> **PASSAGE FOR REVIEW**
# # #

5.25.2009

My reading of Eisenstadt v Baird

I find myself repeatedly discussing certain Supreme Court cases with lots of people around the blogosphere, and as they are often tangential to the point I'm making about stopping genetic engineering (not to mention even further off-topic to the thread I'm hijacking as it is), I thought maybe I should devote a blog post here to them, and just direct people to this post when they bring them up.

Eisenstadt v Baird is currently being touted by the commenter Carlo as declaring a right to have children outside of marriage in a long comment thread over at Opine Editorials. He cites the oft-cited passage that at first blush does seem to find such a right:
It is true that in Griswold the right of privacy in question inhered in the marital relationship.... If the right of privacy means anything, it is the right of the individual, married or single, to be free of unwarranted governmental intrusion into matters so fundamentally affecting a person as the decision whether to bear or beget a child.
Even though unmarried conception is irrelevant to my point about protecting conception rights within marriage, I think it is important to defend against the common idea that Eisenstadt declared a right for single people to bear children, and so struck down fornication laws in 1972.

Eisenstadt was about contraception, and I read it as saying that unmarried people have a right to use contraception to protect themselves from bearing or begetting a child, in case they lose self-control and make a regrettable spontaneous decision to have sex, or are raped. But I don't see it as saying that there is a right to have unmarried sex. Even that quote doesn't go so far as to say that single people have a right to actually bear a child - it only says that single people have a right to decide to bear a child, and presumably if they decide to, then they would go get married. It could have been written "matters so fundamentally affecting a person as bearing or begetting a child", but they added the words "the decision whether to", and opinions are carefully written, they don't add words just to conform to Iambic pentameter.

# # #

> **Items from a data source**
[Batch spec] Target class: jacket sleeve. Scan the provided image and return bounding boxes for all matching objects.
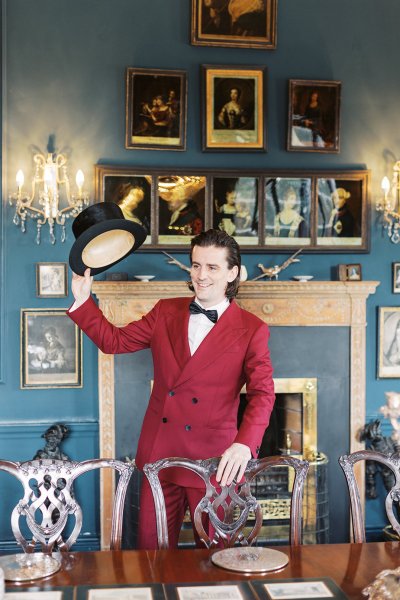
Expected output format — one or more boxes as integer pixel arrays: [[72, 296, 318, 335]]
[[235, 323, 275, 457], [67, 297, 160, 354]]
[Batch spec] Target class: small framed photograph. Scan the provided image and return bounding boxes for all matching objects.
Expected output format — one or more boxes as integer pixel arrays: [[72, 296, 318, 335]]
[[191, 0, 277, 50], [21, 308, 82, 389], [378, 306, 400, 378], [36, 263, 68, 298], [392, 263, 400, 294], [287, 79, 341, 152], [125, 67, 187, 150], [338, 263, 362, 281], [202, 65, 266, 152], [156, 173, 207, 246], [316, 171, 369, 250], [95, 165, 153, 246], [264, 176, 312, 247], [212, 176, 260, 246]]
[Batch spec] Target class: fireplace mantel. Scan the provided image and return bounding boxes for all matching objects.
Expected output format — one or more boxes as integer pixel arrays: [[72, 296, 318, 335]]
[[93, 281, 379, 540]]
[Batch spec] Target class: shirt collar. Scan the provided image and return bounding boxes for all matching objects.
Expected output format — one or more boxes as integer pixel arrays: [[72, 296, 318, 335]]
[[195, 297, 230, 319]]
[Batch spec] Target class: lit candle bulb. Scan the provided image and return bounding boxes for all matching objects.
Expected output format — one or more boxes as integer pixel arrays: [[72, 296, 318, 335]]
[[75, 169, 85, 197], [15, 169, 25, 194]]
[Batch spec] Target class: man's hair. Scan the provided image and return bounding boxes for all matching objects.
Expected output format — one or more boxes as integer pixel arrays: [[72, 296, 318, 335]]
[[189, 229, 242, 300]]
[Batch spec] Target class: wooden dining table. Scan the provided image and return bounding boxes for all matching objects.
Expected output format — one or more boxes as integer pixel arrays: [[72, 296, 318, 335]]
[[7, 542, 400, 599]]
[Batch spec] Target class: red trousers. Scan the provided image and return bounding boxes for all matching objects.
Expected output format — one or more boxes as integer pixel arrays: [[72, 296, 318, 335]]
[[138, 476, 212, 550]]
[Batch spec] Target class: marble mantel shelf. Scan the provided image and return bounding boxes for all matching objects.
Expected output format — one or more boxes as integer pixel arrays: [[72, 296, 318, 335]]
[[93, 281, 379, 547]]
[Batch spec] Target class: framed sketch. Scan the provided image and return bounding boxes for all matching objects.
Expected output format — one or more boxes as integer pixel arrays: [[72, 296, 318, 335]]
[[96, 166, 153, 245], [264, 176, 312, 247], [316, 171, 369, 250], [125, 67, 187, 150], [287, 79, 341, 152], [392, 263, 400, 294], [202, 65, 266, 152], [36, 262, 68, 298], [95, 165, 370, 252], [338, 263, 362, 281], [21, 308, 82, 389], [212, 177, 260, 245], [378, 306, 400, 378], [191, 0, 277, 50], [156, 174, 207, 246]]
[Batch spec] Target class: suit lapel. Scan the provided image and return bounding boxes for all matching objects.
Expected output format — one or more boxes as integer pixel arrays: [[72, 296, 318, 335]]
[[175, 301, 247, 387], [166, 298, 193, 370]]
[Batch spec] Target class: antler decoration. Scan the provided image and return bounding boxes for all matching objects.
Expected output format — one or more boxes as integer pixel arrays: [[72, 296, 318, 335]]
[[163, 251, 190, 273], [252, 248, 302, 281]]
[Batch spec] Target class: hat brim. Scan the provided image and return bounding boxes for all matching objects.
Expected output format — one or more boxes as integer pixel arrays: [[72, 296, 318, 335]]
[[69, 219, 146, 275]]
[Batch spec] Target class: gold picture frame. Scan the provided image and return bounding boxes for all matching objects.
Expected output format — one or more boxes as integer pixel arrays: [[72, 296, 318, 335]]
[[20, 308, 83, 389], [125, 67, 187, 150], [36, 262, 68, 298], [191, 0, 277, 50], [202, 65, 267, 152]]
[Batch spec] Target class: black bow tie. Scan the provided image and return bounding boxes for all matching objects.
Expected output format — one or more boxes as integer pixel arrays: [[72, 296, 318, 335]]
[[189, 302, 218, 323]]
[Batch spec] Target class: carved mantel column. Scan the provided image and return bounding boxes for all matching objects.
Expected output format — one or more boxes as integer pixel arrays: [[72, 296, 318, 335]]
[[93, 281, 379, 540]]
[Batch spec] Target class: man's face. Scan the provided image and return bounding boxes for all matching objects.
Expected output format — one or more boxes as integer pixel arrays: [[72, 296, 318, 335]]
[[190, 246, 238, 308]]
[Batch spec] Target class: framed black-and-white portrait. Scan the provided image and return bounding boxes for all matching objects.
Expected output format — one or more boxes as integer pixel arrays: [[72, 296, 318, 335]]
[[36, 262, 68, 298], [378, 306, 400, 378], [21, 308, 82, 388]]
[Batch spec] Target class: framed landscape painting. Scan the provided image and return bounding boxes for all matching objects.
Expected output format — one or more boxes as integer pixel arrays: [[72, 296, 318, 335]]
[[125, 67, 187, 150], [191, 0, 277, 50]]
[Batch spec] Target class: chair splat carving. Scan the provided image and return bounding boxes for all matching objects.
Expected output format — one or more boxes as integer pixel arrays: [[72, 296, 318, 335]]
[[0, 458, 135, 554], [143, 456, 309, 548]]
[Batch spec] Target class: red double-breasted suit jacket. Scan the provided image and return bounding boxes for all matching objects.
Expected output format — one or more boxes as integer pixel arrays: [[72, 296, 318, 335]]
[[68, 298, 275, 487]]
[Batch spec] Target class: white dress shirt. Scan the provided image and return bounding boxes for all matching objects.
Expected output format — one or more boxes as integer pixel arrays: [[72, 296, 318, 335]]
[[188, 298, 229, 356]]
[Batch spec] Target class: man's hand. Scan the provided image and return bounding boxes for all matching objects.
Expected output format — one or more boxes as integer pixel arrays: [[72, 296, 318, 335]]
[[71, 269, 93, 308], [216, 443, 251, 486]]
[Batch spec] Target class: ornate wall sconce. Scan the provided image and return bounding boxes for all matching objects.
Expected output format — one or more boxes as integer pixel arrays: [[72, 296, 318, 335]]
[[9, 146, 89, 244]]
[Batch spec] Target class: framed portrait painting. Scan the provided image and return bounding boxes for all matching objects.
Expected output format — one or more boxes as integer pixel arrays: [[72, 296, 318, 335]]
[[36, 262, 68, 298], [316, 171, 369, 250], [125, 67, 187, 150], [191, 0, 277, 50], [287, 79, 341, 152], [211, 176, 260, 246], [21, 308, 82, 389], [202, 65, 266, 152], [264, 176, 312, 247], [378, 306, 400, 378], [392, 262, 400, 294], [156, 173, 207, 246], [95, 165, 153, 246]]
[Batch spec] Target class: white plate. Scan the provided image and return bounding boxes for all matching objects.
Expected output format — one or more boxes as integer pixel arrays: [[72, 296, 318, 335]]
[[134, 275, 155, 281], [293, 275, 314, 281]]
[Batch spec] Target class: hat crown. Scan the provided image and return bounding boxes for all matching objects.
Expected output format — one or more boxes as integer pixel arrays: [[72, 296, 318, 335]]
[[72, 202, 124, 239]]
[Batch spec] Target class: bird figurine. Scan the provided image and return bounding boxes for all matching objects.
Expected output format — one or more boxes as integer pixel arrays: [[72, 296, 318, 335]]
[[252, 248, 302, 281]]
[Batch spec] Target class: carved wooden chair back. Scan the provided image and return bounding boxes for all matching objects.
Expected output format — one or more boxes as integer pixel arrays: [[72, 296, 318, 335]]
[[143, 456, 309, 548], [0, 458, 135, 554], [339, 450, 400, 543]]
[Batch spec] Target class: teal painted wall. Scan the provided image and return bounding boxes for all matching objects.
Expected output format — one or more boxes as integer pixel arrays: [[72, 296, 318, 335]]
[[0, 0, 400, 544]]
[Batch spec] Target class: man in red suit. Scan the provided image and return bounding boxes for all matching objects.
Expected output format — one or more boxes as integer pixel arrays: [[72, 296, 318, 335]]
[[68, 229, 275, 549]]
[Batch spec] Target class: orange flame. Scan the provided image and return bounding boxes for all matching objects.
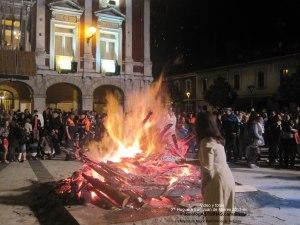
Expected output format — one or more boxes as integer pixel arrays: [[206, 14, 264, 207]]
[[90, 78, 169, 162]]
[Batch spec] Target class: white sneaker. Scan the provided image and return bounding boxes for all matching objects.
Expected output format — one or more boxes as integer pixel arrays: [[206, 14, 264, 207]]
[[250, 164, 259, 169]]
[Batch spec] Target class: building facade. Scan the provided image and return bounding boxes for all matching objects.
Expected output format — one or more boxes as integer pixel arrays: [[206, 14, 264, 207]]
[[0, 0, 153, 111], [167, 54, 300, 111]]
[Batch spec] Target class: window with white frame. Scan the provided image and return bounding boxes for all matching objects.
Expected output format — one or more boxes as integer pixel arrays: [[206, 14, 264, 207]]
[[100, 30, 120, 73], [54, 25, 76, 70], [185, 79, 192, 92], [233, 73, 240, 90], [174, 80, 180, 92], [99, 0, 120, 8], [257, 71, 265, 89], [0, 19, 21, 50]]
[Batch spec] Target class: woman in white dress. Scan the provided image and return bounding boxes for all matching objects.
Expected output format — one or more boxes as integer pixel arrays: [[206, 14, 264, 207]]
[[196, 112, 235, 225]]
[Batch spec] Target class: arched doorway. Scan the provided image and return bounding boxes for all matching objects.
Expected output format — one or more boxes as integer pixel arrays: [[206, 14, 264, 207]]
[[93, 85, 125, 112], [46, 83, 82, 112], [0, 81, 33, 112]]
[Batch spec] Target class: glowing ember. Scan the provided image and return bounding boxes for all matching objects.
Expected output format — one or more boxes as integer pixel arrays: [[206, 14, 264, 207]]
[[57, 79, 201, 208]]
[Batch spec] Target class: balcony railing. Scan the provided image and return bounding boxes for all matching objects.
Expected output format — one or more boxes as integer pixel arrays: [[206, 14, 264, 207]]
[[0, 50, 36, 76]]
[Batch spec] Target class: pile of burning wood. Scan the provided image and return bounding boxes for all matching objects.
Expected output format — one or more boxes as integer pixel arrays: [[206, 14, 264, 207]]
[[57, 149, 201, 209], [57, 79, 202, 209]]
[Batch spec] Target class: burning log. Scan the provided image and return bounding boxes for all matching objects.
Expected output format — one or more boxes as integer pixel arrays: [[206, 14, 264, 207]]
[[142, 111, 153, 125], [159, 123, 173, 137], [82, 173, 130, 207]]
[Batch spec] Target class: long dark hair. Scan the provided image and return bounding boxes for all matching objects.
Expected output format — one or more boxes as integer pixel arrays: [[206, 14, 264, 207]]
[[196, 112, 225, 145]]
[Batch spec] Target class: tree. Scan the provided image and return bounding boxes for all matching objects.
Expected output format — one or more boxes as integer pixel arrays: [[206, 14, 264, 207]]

# # #

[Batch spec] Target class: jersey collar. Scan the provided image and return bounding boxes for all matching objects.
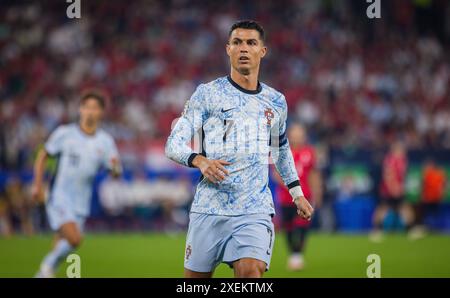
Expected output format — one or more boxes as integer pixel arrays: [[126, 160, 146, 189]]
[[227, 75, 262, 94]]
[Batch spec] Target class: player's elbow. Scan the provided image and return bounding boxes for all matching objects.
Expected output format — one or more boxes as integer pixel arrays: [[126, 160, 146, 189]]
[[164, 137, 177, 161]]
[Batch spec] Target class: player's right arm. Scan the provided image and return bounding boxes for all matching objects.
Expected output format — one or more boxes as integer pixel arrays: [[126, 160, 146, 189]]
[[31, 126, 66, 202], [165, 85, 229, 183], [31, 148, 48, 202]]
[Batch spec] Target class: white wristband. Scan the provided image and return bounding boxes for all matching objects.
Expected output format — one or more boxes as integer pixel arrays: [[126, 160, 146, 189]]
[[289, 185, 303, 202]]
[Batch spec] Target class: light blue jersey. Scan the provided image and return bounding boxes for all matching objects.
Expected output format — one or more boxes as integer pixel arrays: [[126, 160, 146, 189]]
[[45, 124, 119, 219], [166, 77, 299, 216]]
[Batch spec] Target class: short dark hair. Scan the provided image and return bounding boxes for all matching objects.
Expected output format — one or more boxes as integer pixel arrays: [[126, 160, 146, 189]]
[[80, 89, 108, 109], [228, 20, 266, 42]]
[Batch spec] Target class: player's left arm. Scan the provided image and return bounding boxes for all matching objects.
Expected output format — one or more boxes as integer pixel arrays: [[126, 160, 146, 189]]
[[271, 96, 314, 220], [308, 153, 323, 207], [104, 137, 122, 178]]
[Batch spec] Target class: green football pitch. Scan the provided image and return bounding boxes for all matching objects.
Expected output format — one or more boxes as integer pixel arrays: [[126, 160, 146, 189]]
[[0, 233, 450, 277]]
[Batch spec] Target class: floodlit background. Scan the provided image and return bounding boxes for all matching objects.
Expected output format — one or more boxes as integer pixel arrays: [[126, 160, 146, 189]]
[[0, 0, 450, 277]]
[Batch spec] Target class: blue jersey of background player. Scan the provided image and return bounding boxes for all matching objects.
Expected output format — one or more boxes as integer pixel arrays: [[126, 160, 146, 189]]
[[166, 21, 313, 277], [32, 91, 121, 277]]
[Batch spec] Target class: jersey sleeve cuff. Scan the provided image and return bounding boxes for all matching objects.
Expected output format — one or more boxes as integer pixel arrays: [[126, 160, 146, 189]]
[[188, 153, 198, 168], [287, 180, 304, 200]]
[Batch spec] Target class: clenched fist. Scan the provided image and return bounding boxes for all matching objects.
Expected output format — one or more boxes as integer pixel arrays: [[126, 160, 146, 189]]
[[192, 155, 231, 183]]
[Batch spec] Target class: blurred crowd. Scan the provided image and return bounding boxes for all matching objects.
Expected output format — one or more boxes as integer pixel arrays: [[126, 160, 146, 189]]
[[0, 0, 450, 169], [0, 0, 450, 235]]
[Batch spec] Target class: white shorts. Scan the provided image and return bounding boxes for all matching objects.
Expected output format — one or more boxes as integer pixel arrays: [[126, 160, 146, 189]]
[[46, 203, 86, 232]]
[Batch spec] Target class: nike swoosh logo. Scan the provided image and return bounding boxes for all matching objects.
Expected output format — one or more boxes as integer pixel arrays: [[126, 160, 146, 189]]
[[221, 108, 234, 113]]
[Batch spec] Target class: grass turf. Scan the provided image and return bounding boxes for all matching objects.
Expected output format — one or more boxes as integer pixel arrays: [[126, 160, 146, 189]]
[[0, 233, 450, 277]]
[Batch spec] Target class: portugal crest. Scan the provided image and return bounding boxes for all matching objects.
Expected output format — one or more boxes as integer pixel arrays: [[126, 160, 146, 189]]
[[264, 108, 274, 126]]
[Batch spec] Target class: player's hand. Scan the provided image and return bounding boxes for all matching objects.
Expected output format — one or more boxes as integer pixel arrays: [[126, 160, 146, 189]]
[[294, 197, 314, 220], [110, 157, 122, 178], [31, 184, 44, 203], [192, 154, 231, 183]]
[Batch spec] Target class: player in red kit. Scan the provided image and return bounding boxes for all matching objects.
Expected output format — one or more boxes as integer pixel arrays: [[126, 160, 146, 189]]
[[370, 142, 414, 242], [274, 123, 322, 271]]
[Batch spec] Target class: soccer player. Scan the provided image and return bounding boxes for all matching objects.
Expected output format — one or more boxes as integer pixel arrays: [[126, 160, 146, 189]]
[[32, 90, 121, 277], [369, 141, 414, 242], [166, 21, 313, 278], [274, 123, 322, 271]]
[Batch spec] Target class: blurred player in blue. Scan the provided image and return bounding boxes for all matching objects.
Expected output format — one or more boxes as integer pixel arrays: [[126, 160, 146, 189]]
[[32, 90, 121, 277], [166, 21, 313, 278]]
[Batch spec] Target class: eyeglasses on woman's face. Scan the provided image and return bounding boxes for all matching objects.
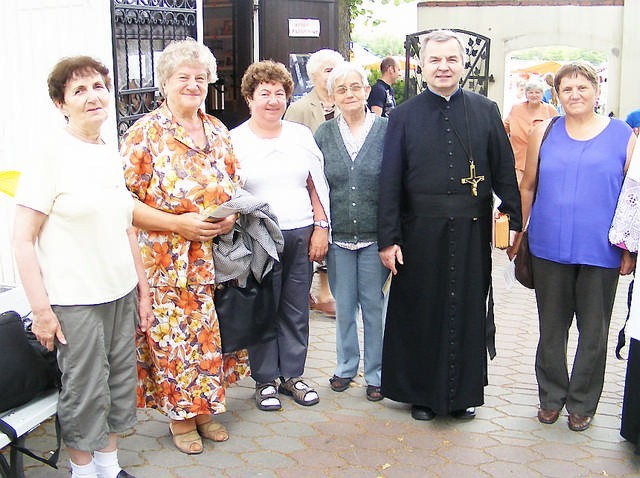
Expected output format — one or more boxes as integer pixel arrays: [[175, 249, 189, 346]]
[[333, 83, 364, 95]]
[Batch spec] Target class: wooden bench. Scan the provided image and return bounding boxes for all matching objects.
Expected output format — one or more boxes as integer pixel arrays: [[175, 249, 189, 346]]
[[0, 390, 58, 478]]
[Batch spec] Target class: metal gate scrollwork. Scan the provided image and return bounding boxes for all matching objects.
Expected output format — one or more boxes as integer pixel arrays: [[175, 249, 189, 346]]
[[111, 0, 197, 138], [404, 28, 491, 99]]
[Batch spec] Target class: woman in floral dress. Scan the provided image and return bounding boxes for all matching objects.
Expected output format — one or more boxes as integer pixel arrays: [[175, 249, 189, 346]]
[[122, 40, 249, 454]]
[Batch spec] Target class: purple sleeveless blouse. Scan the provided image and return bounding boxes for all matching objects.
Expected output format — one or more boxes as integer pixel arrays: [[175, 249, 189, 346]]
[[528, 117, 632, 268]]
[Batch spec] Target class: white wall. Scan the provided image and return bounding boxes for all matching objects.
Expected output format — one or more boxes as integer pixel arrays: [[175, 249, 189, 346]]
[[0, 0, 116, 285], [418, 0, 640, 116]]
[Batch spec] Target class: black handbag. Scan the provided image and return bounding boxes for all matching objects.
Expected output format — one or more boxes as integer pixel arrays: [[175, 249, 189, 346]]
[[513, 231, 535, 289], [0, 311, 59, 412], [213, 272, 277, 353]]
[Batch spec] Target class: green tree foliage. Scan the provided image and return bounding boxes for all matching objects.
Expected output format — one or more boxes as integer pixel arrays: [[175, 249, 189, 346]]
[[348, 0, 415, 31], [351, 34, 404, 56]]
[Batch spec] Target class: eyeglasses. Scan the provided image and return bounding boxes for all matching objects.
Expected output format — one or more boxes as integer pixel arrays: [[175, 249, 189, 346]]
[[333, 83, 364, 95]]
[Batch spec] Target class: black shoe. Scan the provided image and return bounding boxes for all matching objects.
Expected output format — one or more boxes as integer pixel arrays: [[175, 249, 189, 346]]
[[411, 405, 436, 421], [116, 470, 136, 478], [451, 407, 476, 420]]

# # #

> **PROBLEMS AND TASKS**
a) Answer these questions from the blog post on Eisenstadt v Baird.
(i) Which commenter is described as touting Eisenstadt v Baird as declaring a right to have children outside of marriage?
(ii) In what year, according to the common idea the writer defends against, did Eisenstadt strike down fornication laws?
(iii) What was Eisenstadt about, according to the writer?
b) Transcribe the stretch of the blog post on Eisenstadt v Baird from "I find myself" through "bring them up.".

> **SOLUTION SET**
a)
(i) Carlo
(ii) 1972
(iii) Contraception

b)
I find myself repeatedly discussing certain Supreme Court cases with lots of people around the blogosphere, and as they are often tangential to the point I'm making about stopping genetic engineering (not to mention even further off-topic to the thread I'm hijacking as it is), I thought maybe I should devote a blog post here to them, and just direct people to this post when they bring them up.